_Collected data:_
---+---

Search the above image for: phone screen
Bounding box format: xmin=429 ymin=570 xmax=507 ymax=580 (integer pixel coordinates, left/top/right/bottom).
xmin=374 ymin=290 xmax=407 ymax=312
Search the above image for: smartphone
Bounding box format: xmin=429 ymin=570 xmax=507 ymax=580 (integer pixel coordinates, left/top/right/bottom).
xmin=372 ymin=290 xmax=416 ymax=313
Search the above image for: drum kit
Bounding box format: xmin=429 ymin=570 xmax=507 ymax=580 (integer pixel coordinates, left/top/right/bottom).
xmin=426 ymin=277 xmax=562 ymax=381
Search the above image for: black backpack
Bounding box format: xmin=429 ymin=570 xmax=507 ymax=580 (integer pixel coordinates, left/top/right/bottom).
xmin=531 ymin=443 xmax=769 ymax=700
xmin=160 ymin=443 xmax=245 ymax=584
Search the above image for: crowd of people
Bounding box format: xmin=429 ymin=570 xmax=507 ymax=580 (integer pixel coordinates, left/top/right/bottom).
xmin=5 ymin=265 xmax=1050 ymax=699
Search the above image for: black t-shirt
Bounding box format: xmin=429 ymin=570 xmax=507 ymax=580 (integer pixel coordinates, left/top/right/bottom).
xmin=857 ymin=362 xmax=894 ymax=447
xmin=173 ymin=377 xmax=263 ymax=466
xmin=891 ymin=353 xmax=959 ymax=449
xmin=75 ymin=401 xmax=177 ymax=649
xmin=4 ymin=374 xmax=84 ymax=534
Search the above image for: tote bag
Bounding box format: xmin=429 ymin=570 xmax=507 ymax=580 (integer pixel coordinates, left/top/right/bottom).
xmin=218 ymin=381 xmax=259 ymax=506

---+---

_STATED EXERCISE:_ Reproduce the entire listing above line for line, without changing a single character.

_SOLUTION:_
Search the above image for: phone screen
Bounding box format: xmin=429 ymin=570 xmax=507 ymax=580 (integer pixel coordinates, left/top/right/bottom).
xmin=374 ymin=290 xmax=407 ymax=312
Search the above image for: smartphone
Bounding box format: xmin=429 ymin=570 xmax=507 ymax=580 (integer pixel coordinates, left/top/right/bottom).
xmin=372 ymin=290 xmax=416 ymax=313
Search the above image for: drum kit
Bounding box format: xmin=429 ymin=570 xmax=507 ymax=580 (integer pixel coordinates, left/top/right/bottom).
xmin=426 ymin=277 xmax=562 ymax=381
Search the above image for: black backpack
Bounding box format: xmin=429 ymin=570 xmax=507 ymax=580 (integer pixel coordinates, left/top/right/bottom).
xmin=531 ymin=443 xmax=769 ymax=700
xmin=160 ymin=443 xmax=245 ymax=584
Search the above image for: crowd of people
Bounding box format: xmin=429 ymin=570 xmax=507 ymax=580 (integer pixel coordinates, left/top/right/bottom).
xmin=5 ymin=265 xmax=1050 ymax=699
Search the above image for: black t-shirt
Bounding box format: xmin=429 ymin=570 xmax=507 ymax=580 (integer pixel coordinates, left/top/right/bottom).
xmin=857 ymin=362 xmax=894 ymax=447
xmin=173 ymin=377 xmax=263 ymax=466
xmin=891 ymin=353 xmax=959 ymax=449
xmin=75 ymin=401 xmax=177 ymax=649
xmin=4 ymin=374 xmax=84 ymax=534
Search the above image for: tote bag
Bounding box format: xmin=429 ymin=570 xmax=507 ymax=580 (integer pixel coordinates, left/top/right/bottom).
xmin=218 ymin=381 xmax=259 ymax=506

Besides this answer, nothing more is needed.